- Written exercise: Render every line of the items below as a Markdown table with the columns "No." and "Line," numbering the rows in order and omitting blank lines. Leave the pictures out of the table.
>> begin Supplied material
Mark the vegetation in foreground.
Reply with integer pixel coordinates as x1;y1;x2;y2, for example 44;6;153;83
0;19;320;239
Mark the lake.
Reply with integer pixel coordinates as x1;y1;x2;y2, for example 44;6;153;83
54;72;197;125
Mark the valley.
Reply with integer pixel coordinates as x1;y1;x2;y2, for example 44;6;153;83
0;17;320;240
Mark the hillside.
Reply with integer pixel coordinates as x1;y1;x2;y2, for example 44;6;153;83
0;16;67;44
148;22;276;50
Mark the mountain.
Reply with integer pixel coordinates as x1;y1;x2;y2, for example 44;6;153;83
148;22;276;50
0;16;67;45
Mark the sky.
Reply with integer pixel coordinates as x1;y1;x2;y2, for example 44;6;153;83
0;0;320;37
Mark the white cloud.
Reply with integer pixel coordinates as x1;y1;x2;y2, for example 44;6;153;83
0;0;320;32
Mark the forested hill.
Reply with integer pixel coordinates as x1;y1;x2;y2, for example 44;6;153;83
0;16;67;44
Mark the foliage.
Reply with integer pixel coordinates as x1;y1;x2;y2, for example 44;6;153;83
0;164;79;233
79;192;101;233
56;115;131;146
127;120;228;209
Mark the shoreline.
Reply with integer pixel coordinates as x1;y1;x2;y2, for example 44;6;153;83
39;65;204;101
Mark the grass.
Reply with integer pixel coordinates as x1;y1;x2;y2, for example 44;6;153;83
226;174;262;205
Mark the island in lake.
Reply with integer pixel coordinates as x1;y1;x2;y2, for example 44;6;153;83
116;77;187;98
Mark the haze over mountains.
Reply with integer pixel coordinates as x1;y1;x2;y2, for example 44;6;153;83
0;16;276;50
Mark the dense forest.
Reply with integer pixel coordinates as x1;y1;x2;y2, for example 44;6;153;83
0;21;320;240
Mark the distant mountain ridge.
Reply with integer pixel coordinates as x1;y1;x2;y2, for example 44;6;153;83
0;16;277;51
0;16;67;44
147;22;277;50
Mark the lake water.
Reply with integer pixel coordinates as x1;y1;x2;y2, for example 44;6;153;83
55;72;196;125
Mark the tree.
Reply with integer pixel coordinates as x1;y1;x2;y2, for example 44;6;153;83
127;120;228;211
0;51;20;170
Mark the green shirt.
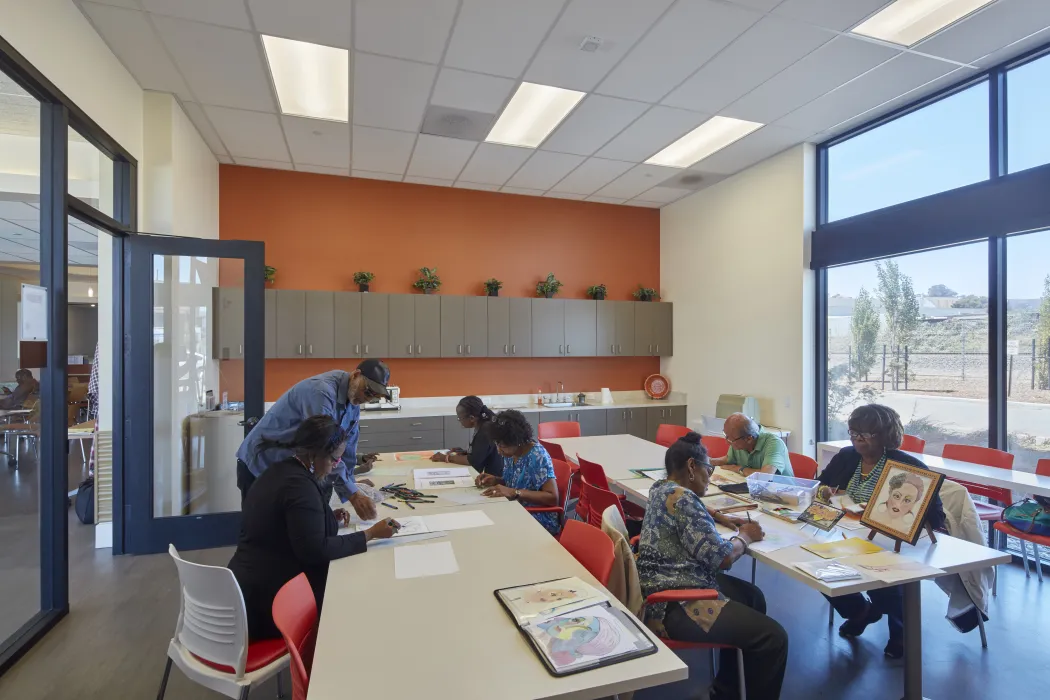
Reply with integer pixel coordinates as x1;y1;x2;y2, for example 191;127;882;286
726;430;795;476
>> end Supplied material
- Written answer:
| No. | Line |
|---|---|
| 1 | Mark the vegetation in foreground. |
| 2 | Reply with integer pixel coordinates as x1;y1;x2;y2, for example 44;6;153;83 |
| 3 | 0;19;320;239 |
| 4 | Mark the lake. |
| 5 | Reply with integer pixel coordinates as x1;y1;x2;y2, for example 44;6;153;83 |
| 6 | 54;72;197;125 |
| 7 | Mark the valley. |
| 8 | Reply with integer pixel coordinates as x1;y1;x2;y2, for example 44;6;153;83 |
| 9 | 0;17;320;240 |
| 10 | Mark the hillside. |
| 11 | Reply with integer pixel coordinates as x1;y1;x2;y2, for example 44;6;153;83 |
| 12 | 0;16;67;44 |
| 13 | 148;22;276;50 |
| 14 | Mark the mountain. |
| 15 | Reply with integer pixel coordinates as x1;y1;x2;y2, for example 44;6;153;83 |
| 16 | 148;22;276;50 |
| 17 | 0;16;67;45 |
| 18 | Mark the sky. |
| 19 | Reply with integer pixel coordinates as x1;y1;x2;y2, for example 44;6;153;83 |
| 20 | 0;0;320;37 |
| 21 | Mark the white cloud. |
| 22 | Reply with integer pixel coordinates as x1;y1;x2;y2, for example 44;6;153;83 |
| 23 | 0;0;320;32 |
| 24 | Mark the forested hill. |
| 25 | Reply with integer pixel coordinates as x1;y1;x2;y2, for example 44;6;153;83 |
| 26 | 0;16;67;44 |
| 27 | Mark the foliage. |
| 28 | Reply with integer pixel coordinates as x1;y1;x2;y2, for example 44;6;153;83 |
| 29 | 0;164;79;233 |
| 30 | 79;192;101;233 |
| 31 | 56;115;131;146 |
| 32 | 127;120;228;209 |
| 33 | Mark the shoreline. |
| 34 | Reply with integer pixel coordinates as x1;y1;x2;y2, for example 44;6;153;83 |
| 35 | 39;65;204;101 |
| 36 | Mark the grass. |
| 37 | Reply with integer pixel coordinates as x1;y1;x2;y2, for example 44;6;153;83 |
| 38 | 226;174;262;205 |
| 39 | Mark the island in lake. |
| 40 | Reply with integer pixel coordinates as x1;y1;x2;y2, for example 44;6;153;83 |
| 41 | 116;77;187;98 |
| 42 | Mark the haze over mountains. |
| 43 | Reply with integer pixel coordinates as x1;y1;x2;y2, for example 44;6;153;83 |
| 44 | 0;16;276;50 |
| 45 | Mark the dense forest. |
| 46 | Reply with integer pixel coordinates as x1;y1;x2;y2, for example 44;6;153;83 |
| 47 | 0;21;320;240 |
| 48 | Mark the distant mountain ridge. |
| 49 | Reply with integer pixel coordinates as x1;y1;x2;y2, for example 44;6;153;83 |
| 50 | 0;16;277;51 |
| 51 | 0;16;67;44 |
| 52 | 147;22;277;50 |
| 53 | Mark the lake water. |
| 54 | Reply with integer pixel coordinates as x1;y1;x2;y2, for example 44;6;153;83 |
| 55 | 55;72;196;125 |
| 56 | Mark the tree. |
| 57 | Reply with integer pixel coordinates as x1;y1;x2;y2, for example 44;6;153;83 |
| 58 | 127;120;228;211 |
| 59 | 0;51;20;170 |
| 60 | Mark the green shirt. |
| 61 | Reply with integer pixel coordinates as x1;y1;x2;y2, for example 191;127;882;286 |
| 62 | 726;430;795;476 |